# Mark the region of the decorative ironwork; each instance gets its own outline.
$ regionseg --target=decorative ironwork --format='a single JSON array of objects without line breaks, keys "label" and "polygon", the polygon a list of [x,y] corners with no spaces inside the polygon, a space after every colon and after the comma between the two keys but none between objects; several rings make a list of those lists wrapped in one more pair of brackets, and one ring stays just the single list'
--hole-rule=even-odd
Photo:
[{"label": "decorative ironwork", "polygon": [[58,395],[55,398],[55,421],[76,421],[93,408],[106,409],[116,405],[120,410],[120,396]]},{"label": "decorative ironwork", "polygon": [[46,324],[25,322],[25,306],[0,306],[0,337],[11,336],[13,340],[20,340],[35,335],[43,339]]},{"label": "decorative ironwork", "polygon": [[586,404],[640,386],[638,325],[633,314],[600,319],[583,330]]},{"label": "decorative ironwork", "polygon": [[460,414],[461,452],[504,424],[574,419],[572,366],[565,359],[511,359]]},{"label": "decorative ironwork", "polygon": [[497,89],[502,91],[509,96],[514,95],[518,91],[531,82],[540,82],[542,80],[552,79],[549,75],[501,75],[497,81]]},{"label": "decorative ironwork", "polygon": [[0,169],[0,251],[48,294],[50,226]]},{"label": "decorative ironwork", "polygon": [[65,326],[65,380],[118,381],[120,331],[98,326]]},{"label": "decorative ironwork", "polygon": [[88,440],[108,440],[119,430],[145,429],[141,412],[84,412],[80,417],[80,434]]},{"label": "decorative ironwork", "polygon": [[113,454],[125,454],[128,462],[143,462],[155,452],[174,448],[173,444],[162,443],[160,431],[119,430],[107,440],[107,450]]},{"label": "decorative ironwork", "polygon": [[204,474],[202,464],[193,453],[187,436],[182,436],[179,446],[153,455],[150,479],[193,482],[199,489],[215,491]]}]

***

Please output the entries above, every line exactly as it reads.

> **Final result**:
# Mark the region of the decorative ironwork; each instance gets its own outline.
$ regionseg --target=decorative ironwork --format='a single JSON array of objects without line breaks, keys "label" and "polygon", the polygon a list of [x,y] corners with no spaces inside the polygon, a space after every colon and after the comma between the two keys but none between objects; several rings make a list of those lists wrapped in one more pair of brackets, and one ring stays just the single list'
--hole-rule=even-odd
Photo:
[{"label": "decorative ironwork", "polygon": [[58,395],[55,398],[55,421],[76,421],[93,408],[106,409],[116,405],[120,410],[120,396]]},{"label": "decorative ironwork", "polygon": [[46,324],[25,322],[25,306],[0,306],[0,337],[11,336],[13,340],[20,340],[35,335],[43,339]]},{"label": "decorative ironwork", "polygon": [[586,404],[640,386],[638,325],[633,314],[600,319],[583,330]]},{"label": "decorative ironwork", "polygon": [[460,414],[461,452],[504,424],[574,419],[572,366],[565,359],[511,359]]},{"label": "decorative ironwork", "polygon": [[497,89],[502,91],[509,96],[514,95],[518,91],[531,82],[540,82],[542,80],[552,79],[549,75],[501,75],[497,81]]},{"label": "decorative ironwork", "polygon": [[0,169],[0,251],[48,294],[50,226]]},{"label": "decorative ironwork", "polygon": [[65,326],[65,380],[118,381],[120,331],[98,326]]},{"label": "decorative ironwork", "polygon": [[88,440],[108,440],[119,430],[145,429],[141,412],[84,412],[80,417],[80,434]]},{"label": "decorative ironwork", "polygon": [[113,454],[125,454],[128,462],[143,462],[155,452],[174,448],[173,444],[162,443],[160,431],[119,430],[107,440],[107,450]]},{"label": "decorative ironwork", "polygon": [[204,474],[202,464],[193,453],[187,436],[182,436],[179,446],[153,455],[150,479],[193,482],[199,489],[215,491]]}]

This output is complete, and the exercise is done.